> _BRONTEKST_:
Deze opsomming is uiteraard niet volledig. Waar het altijd om gaat is dat een gedegen analyse veel nuttige richtlijnen oplevert voor de aanpak en daarmee voor de relatieve kosten van automatisering. Allereerst komen er duidelijker vergelijkbare mikgetallen voor interne (kantoor)informatievoorziening. Maar dat is slechts het eenvoudigste begin. Ondanks hun verschillen kunnen overeenkomsten tussen allerlei basisregistraties onder de noemer van mikgetallen o.i.d. stelselmatig aandacht krijgen. Wij vinden dat een blanco cheque niet in het verlengde ligt van toewijzing van een status aparte van een informatiesysteem. Temeer omdat véél geld vaak neerkomt op onverdiende steun van ingeschakeld bedrijfsleven en allerminst betekent dat de erdoor ontwikkelde automatiseringsmiddelen adequaat functioneren.

 

 

eigen terrein

Wij zijn vertrouwd met geautomatiseerde informatievoorziening bij het Ministerie van Buitenlandse Zaken. Daarom kunnen wij verder gaan met verklaringen rondom het mikgetal voor die organisatie. Hoe zien wij die opvallend lage waarde ervan in verhouding tot andere onderdelen van de rijksoverheid? Dit voert echter in dit korte bestek tever; één van de auteurs bereidt publicatie van een boek over overwegingen rondom geautomatiseerde informatievoorziening bij dat ene ministerie voor.

> _INHOUD DATASET_:
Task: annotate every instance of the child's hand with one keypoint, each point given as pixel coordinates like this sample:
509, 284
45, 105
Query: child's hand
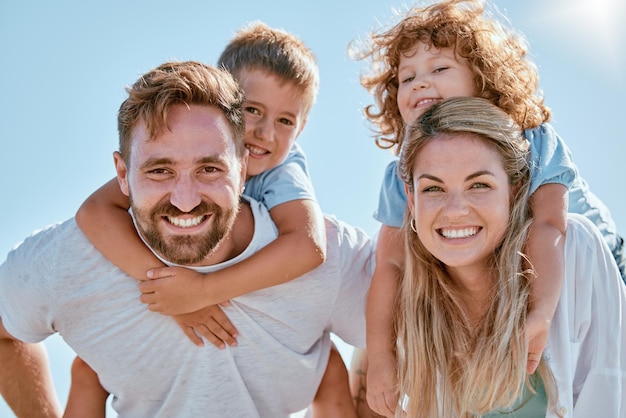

> _OPDRACHT_: Schrijf alles uit de brontekst vanaf "Deze opsomming is" tot en met "automatiseringsmiddelen adequaat functioneren." opnieuw op en vervang daarin "mikgetallen" door "streefcijfers". De lijst staat helemaal los van de brontekst.

> _UITWERKING_:
Deze opsomming is uiteraard niet volledig. Waar het altijd om gaat is dat een gedegen analyse veel nuttige richtlijnen oplevert voor de aanpak en daarmee voor de relatieve kosten van automatisering. Allereerst komen er duidelijker vergelijkbare streefcijfers voor interne (kantoor)informatievoorziening. Maar dat is slechts het eenvoudigste begin. Ondanks hun verschillen kunnen overeenkomsten tussen allerlei basisregistraties onder de noemer van streefcijfers o.i.d. stelselmatig aandacht krijgen. Wij vinden dat een blanco cheque niet in het verlengde ligt van toewijzing van een status aparte van een informatiesysteem. Temeer omdat véél geld vaak neerkomt op onverdiende steun van ingeschakeld bedrijfsleven en allerminst betekent dat de erdoor ontwikkelde automatiseringsmiddelen adequaat functioneren.